** Source document **
★ ★ ★ ★ ★ ★ ★
DESIGN NAME: Green Cage
PRIMARY FUNCTION: Residential Residence
INSPIRATION: Interface of Architecture to the intimacy of a garden
UNIQUE PROPERTIES / PROJECT DESCRIPTION: The design intent was to look at an residential and pottery / art studio insertion to a bare inner city lot, surrounded by a motley crew of existing industrial buildings. The concept evolved into designing an oasis, abundant with nature within such a concrete and brick clad environ for the interface of Architecture to the intimacy of a garden.
The concept of the Green Cage is a contained ideal of the greening of one’s own backyard. In-short, a blurring of the boundary between the landscape and building through a sharing of space. No thought exists of a secreted walled garden but reversed with the garden forming the walls and secreting the house and studio. The Green Cage has been designed for what will over-grow it. Designed to sit proudly; upright within furrowed earthen mounds covered in creeping ivy; undulating like frozen emerald waves and amongst the sudden splash of exploding tall native grasses. The Green cage is designed for the past, now and the future. Purposed as a functioning house and studio, existing as a part of the fabric of urban Melbourne and yet alien, existing as both a familiar and yet an unfamiliar edifice.
★ ★ ★ ★ ★ ★ ★
** Record set **

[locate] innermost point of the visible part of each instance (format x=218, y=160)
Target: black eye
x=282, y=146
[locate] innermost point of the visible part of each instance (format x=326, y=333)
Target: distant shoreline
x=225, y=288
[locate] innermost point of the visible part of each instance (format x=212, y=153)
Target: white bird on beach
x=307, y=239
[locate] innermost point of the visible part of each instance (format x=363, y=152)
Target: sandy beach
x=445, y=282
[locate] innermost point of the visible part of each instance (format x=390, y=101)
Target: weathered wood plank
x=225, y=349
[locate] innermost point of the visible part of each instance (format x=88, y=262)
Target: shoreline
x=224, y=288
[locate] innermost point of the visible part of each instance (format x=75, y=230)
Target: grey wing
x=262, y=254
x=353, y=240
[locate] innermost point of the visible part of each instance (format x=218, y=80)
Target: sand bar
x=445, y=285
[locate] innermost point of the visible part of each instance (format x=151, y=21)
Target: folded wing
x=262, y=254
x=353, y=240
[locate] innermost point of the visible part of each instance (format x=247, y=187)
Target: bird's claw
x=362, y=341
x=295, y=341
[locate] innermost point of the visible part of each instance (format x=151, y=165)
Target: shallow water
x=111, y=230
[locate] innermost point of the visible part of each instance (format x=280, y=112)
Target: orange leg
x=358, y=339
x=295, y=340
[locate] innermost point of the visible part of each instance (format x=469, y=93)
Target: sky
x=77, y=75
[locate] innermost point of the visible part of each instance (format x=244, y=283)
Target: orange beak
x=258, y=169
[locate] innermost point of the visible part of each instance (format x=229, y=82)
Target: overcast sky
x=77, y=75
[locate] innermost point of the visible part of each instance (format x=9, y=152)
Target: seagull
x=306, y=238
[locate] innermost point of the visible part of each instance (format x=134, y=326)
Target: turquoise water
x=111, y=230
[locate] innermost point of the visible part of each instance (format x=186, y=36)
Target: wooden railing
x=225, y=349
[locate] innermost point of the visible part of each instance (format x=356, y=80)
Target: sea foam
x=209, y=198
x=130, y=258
★ ★ ★ ★ ★ ★ ★
** Required task **
Reproduce the stretch of the Green Cage design description from "DESIGN NAME: Green" through "of a garden.", switching "pottery" to "ceramics".

** Result **
DESIGN NAME: Green Cage
PRIMARY FUNCTION: Residential Residence
INSPIRATION: Interface of Architecture to the intimacy of a garden
UNIQUE PROPERTIES / PROJECT DESCRIPTION: The design intent was to look at an residential and ceramics / art studio insertion to a bare inner city lot, surrounded by a motley crew of existing industrial buildings. The concept evolved into designing an oasis, abundant with nature within such a concrete and brick clad environ for the interface of Architecture to the intimacy of a garden.